> _GIVEN DATA_
▬▬▬▬▬▬▬▬▬▬
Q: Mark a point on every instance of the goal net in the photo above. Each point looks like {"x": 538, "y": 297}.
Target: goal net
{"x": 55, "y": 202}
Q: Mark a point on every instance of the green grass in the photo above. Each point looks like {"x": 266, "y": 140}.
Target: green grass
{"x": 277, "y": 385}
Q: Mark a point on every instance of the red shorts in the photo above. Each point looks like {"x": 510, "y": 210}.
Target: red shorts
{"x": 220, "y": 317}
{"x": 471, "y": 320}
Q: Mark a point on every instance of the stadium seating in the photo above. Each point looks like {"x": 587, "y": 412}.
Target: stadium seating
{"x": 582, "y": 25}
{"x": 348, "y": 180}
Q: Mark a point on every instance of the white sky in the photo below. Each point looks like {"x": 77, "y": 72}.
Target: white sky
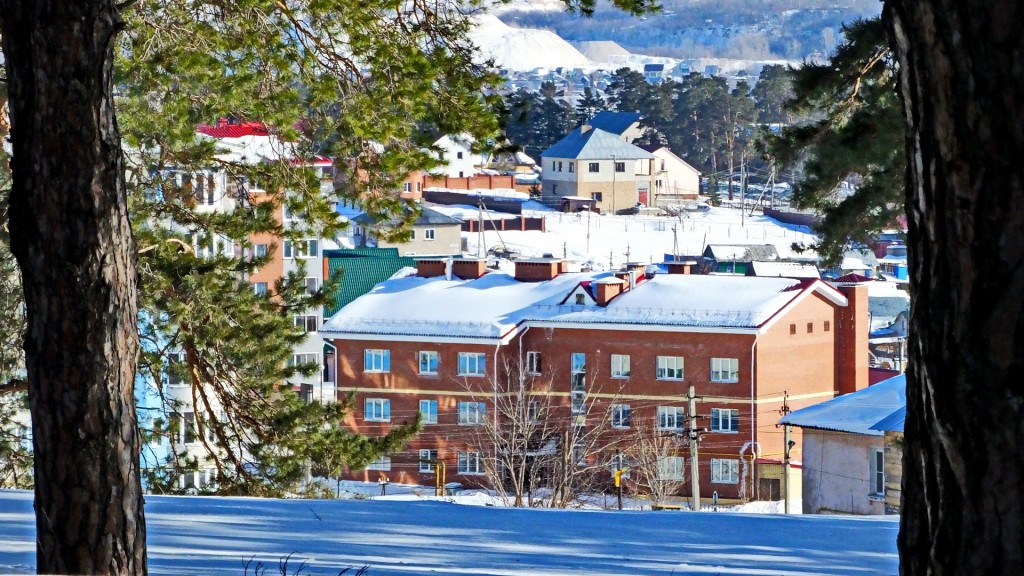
{"x": 409, "y": 535}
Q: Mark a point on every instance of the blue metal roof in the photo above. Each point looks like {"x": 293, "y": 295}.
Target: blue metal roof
{"x": 614, "y": 122}
{"x": 594, "y": 144}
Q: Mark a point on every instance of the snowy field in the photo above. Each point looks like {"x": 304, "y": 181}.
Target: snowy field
{"x": 600, "y": 239}
{"x": 410, "y": 534}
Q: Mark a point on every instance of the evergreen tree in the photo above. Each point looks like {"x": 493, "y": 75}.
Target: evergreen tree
{"x": 855, "y": 135}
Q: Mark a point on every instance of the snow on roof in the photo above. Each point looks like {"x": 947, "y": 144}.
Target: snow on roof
{"x": 594, "y": 144}
{"x": 785, "y": 270}
{"x": 856, "y": 412}
{"x": 494, "y": 304}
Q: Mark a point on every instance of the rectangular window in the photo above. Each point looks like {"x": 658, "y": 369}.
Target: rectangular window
{"x": 377, "y": 410}
{"x": 620, "y": 366}
{"x": 428, "y": 411}
{"x": 620, "y": 462}
{"x": 301, "y": 249}
{"x": 671, "y": 418}
{"x": 303, "y": 360}
{"x": 376, "y": 360}
{"x": 622, "y": 416}
{"x": 428, "y": 362}
{"x": 428, "y": 459}
{"x": 307, "y": 322}
{"x": 878, "y": 471}
{"x": 725, "y": 370}
{"x": 470, "y": 463}
{"x": 670, "y": 368}
{"x": 724, "y": 471}
{"x": 532, "y": 363}
{"x": 383, "y": 463}
{"x": 723, "y": 419}
{"x": 472, "y": 413}
{"x": 472, "y": 364}
{"x": 671, "y": 467}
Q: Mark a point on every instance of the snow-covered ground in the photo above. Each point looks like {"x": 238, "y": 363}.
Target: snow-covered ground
{"x": 599, "y": 239}
{"x": 413, "y": 533}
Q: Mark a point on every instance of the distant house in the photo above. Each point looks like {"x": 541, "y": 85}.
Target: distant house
{"x": 674, "y": 180}
{"x": 736, "y": 258}
{"x": 848, "y": 462}
{"x": 654, "y": 73}
{"x": 596, "y": 164}
{"x": 434, "y": 234}
{"x": 624, "y": 124}
{"x": 456, "y": 152}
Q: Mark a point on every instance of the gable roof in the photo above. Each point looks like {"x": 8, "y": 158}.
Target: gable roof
{"x": 614, "y": 122}
{"x": 427, "y": 216}
{"x": 360, "y": 270}
{"x": 857, "y": 412}
{"x": 587, "y": 142}
{"x": 741, "y": 252}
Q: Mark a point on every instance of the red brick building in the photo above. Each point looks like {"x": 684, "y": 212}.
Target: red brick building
{"x": 622, "y": 348}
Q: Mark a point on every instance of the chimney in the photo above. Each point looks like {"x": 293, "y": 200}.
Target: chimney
{"x": 681, "y": 266}
{"x": 607, "y": 288}
{"x": 851, "y": 339}
{"x": 537, "y": 270}
{"x": 469, "y": 269}
{"x": 430, "y": 268}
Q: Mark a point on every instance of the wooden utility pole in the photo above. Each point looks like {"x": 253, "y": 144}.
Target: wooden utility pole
{"x": 694, "y": 441}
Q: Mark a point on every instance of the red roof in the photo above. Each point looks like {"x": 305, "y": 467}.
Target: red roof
{"x": 226, "y": 128}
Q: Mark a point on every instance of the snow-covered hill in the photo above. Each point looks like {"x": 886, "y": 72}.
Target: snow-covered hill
{"x": 522, "y": 49}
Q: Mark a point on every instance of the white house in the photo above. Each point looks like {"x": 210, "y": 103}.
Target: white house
{"x": 844, "y": 453}
{"x": 458, "y": 156}
{"x": 673, "y": 178}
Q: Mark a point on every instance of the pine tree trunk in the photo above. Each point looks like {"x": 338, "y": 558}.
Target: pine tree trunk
{"x": 963, "y": 85}
{"x": 71, "y": 235}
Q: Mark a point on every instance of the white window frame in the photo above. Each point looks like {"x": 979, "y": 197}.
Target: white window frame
{"x": 377, "y": 361}
{"x": 878, "y": 471}
{"x": 725, "y": 420}
{"x": 724, "y": 470}
{"x": 622, "y": 416}
{"x": 535, "y": 363}
{"x": 668, "y": 366}
{"x": 377, "y": 410}
{"x": 671, "y": 418}
{"x": 470, "y": 463}
{"x": 425, "y": 358}
{"x": 620, "y": 366}
{"x": 428, "y": 408}
{"x": 427, "y": 458}
{"x": 472, "y": 364}
{"x": 725, "y": 370}
{"x": 671, "y": 467}
{"x": 383, "y": 464}
{"x": 472, "y": 413}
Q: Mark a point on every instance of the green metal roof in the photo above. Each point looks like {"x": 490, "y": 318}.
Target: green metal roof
{"x": 360, "y": 270}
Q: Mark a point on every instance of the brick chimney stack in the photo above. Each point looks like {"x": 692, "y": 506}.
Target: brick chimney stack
{"x": 851, "y": 340}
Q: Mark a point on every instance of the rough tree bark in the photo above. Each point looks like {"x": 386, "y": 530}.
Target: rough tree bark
{"x": 963, "y": 85}
{"x": 70, "y": 233}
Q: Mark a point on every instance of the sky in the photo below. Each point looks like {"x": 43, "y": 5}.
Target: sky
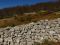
{"x": 12, "y": 3}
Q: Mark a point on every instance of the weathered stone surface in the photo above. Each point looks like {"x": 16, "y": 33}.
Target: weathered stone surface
{"x": 27, "y": 34}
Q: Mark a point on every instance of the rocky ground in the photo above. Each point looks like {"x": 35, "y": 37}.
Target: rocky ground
{"x": 27, "y": 34}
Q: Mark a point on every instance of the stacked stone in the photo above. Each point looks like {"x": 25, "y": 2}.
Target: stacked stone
{"x": 27, "y": 34}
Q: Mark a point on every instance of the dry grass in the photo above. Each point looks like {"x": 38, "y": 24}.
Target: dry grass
{"x": 23, "y": 19}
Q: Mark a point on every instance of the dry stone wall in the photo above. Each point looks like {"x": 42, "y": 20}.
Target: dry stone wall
{"x": 27, "y": 34}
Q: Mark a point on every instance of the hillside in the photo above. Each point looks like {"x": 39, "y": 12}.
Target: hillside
{"x": 12, "y": 11}
{"x": 23, "y": 19}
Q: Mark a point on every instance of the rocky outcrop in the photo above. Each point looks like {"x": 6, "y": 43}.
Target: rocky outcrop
{"x": 27, "y": 34}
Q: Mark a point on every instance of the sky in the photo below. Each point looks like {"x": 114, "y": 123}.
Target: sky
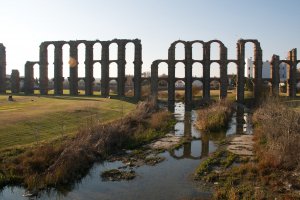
{"x": 25, "y": 24}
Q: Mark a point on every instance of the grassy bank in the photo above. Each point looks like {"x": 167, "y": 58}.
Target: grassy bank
{"x": 215, "y": 117}
{"x": 28, "y": 120}
{"x": 273, "y": 172}
{"x": 61, "y": 163}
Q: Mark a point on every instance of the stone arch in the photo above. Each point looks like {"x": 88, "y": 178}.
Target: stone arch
▬▬▬▬▬▬▬▬▬▬
> _TASK BRIEF_
Swap each "photo" in the material above for "image" and repeat the lines with nothing else changed. Leave out the pictures.

> _RESULT FOR THIS EXERCISE_
Q: Mark a point on every instance of the goal net in the image above. Each point looks like {"x": 538, "y": 297}.
Target: goal net
{"x": 55, "y": 202}
Q: Mark a point on every instance of the green grass in the image above. Each point looks like {"x": 266, "y": 140}.
Target: green grass
{"x": 277, "y": 385}
Q: Mark a point on every instance of the red shorts in the image above. Each point looks like {"x": 510, "y": 210}.
Target: red shorts
{"x": 220, "y": 317}
{"x": 471, "y": 320}
Q: Mark a point on every instance of the stadium seating in the image above. Each point looks like {"x": 587, "y": 412}.
Target: stadium seating
{"x": 582, "y": 25}
{"x": 348, "y": 180}
Q: Mark a point on every instance of the white sky in the image below. Each point looks like {"x": 77, "y": 72}.
Target: white sky
{"x": 409, "y": 535}
Q: Mark a point on every instance of the blue metal roof in the image above. Each point looks like {"x": 293, "y": 295}.
Target: blue metal roof
{"x": 614, "y": 122}
{"x": 594, "y": 144}
Q: Mark a point on every instance of the snowy field in the image above. Each point looks like {"x": 304, "y": 181}.
Target: snowy field
{"x": 600, "y": 239}
{"x": 410, "y": 534}
Q: Mark a point on every instance of the evergreen tree in the image above. Each point looks like {"x": 493, "y": 75}.
Target: evergreen tree
{"x": 855, "y": 135}
Q: Mark a point on every instance of the snow on roof in the image above. Each point looks like {"x": 947, "y": 144}.
Target: snow on roof
{"x": 594, "y": 144}
{"x": 785, "y": 270}
{"x": 856, "y": 412}
{"x": 494, "y": 304}
Q: Mark a point on every instance of the rectangular window in the image above. Each point looks like {"x": 658, "y": 369}.
Target: rectangular window
{"x": 377, "y": 410}
{"x": 620, "y": 366}
{"x": 428, "y": 411}
{"x": 620, "y": 462}
{"x": 301, "y": 249}
{"x": 671, "y": 418}
{"x": 303, "y": 360}
{"x": 376, "y": 360}
{"x": 622, "y": 416}
{"x": 428, "y": 362}
{"x": 428, "y": 459}
{"x": 307, "y": 322}
{"x": 878, "y": 471}
{"x": 725, "y": 370}
{"x": 470, "y": 463}
{"x": 670, "y": 368}
{"x": 724, "y": 471}
{"x": 532, "y": 363}
{"x": 383, "y": 463}
{"x": 723, "y": 419}
{"x": 472, "y": 413}
{"x": 472, "y": 364}
{"x": 671, "y": 467}
Q: Mark a point on every instance of the snow-covered ground in the image above. Each point looks like {"x": 238, "y": 363}.
Target: snow-covered ground
{"x": 599, "y": 239}
{"x": 413, "y": 533}
Q: Mark a point on every instance of the distant house in the image above. Each point looks like {"x": 541, "y": 85}.
Target: distant house
{"x": 674, "y": 180}
{"x": 736, "y": 258}
{"x": 848, "y": 462}
{"x": 654, "y": 73}
{"x": 596, "y": 164}
{"x": 434, "y": 234}
{"x": 624, "y": 124}
{"x": 456, "y": 152}
Q: Mark a point on every instance of the gable roof in the image above. Each point looks like {"x": 8, "y": 158}.
Target: gable roof
{"x": 614, "y": 122}
{"x": 427, "y": 216}
{"x": 360, "y": 270}
{"x": 857, "y": 412}
{"x": 587, "y": 142}
{"x": 741, "y": 252}
Q: Mark a point on every instance of the red brick building in the image above. Each point looks like {"x": 684, "y": 212}.
Target: red brick building
{"x": 622, "y": 348}
Q: Mark a point on every instance of the chimney in the image above. Each point looks like {"x": 293, "y": 200}.
Target: chimney
{"x": 681, "y": 266}
{"x": 607, "y": 288}
{"x": 851, "y": 339}
{"x": 537, "y": 270}
{"x": 469, "y": 269}
{"x": 430, "y": 268}
Q: Mark a point on every instance of the wooden utility pole in the image above. Each point looks like {"x": 253, "y": 144}.
Target: wooden utility pole
{"x": 694, "y": 441}
Q: Mark a point on every instance of the red roof in the image above. Each point looks like {"x": 305, "y": 467}.
Target: red roof
{"x": 226, "y": 128}
Q: Mark a point on every instance of the snow-covered hill in the image above. Each point looks like {"x": 886, "y": 72}.
Target: snow-covered hill
{"x": 522, "y": 49}
Q: Mark a point on every instance of the white house in the image above. Each point looks like {"x": 210, "y": 103}.
Target: white house
{"x": 844, "y": 453}
{"x": 458, "y": 156}
{"x": 673, "y": 178}
Q: Mark a point on every instance of the pine tree trunk in the image above. Each point looks like {"x": 338, "y": 558}.
Target: pine tree trunk
{"x": 963, "y": 85}
{"x": 71, "y": 235}
Q: Mark a point on every instance of the white window frame in the image above. Each point looks like {"x": 979, "y": 197}.
Target: white window frame
{"x": 377, "y": 361}
{"x": 878, "y": 471}
{"x": 725, "y": 420}
{"x": 724, "y": 470}
{"x": 622, "y": 416}
{"x": 535, "y": 363}
{"x": 668, "y": 366}
{"x": 377, "y": 410}
{"x": 671, "y": 418}
{"x": 470, "y": 463}
{"x": 425, "y": 358}
{"x": 620, "y": 366}
{"x": 428, "y": 408}
{"x": 427, "y": 458}
{"x": 472, "y": 364}
{"x": 725, "y": 370}
{"x": 671, "y": 467}
{"x": 383, "y": 464}
{"x": 472, "y": 413}
Q: Mark a point on every instance of the green metal roof in the image above. Each point looks like {"x": 490, "y": 318}.
Target: green metal roof
{"x": 360, "y": 270}
Q: Mark a point on every instance of the brick chimney stack in the image above. Each point looks like {"x": 692, "y": 506}.
Target: brick chimney stack
{"x": 851, "y": 340}
Q: Mark a point on every instance of the rough tree bark in the image above. Each point looks like {"x": 386, "y": 530}.
Target: rough tree bark
{"x": 963, "y": 85}
{"x": 70, "y": 233}
Q: Mark a point on every instance of the sky in the image below. Each point looks like {"x": 43, "y": 5}.
Target: sky
{"x": 12, "y": 3}
Q: Mark a point on every instance of the weathered stone surface in the image above. Each point looks like {"x": 16, "y": 33}.
Target: weathered stone surface
{"x": 27, "y": 34}
Q: Mark a point on every instance of the rocky ground in the image above. Each point looks like {"x": 35, "y": 37}.
Target: rocky ground
{"x": 27, "y": 34}
Q: Mark a point on every instance of the stacked stone in the image above. Each point looks like {"x": 25, "y": 2}.
Target: stacked stone
{"x": 27, "y": 34}
Q: Mark a point on every instance of the dry grass in the image above. Each point looks like {"x": 38, "y": 24}.
Target: dry grass
{"x": 23, "y": 19}
Q: Mark a point on every instance of the dry stone wall in the image above. Each point looks like {"x": 42, "y": 20}.
Target: dry stone wall
{"x": 27, "y": 34}
Q: Mark a point on every instance of the hillside in the image above. Each point looks like {"x": 39, "y": 12}.
Target: hillside
{"x": 12, "y": 11}
{"x": 23, "y": 19}
Q: Mark a point on every instance of the rocky outcrop in the image above. Each point looks like {"x": 6, "y": 43}.
Target: rocky outcrop
{"x": 27, "y": 34}
Q: Mark a point on every instance of the sky in the image below. Each point looks like {"x": 114, "y": 123}.
Target: sky
{"x": 25, "y": 24}
Q: Mark a point on every instance of the grassy bank in the image above. Each point looks like {"x": 167, "y": 58}.
Target: grassy bank
{"x": 215, "y": 117}
{"x": 28, "y": 120}
{"x": 273, "y": 172}
{"x": 61, "y": 163}
Q: Mark a point on every instance of the stone arch in the image above. Each point looks like {"x": 88, "y": 178}.
Target: stone arch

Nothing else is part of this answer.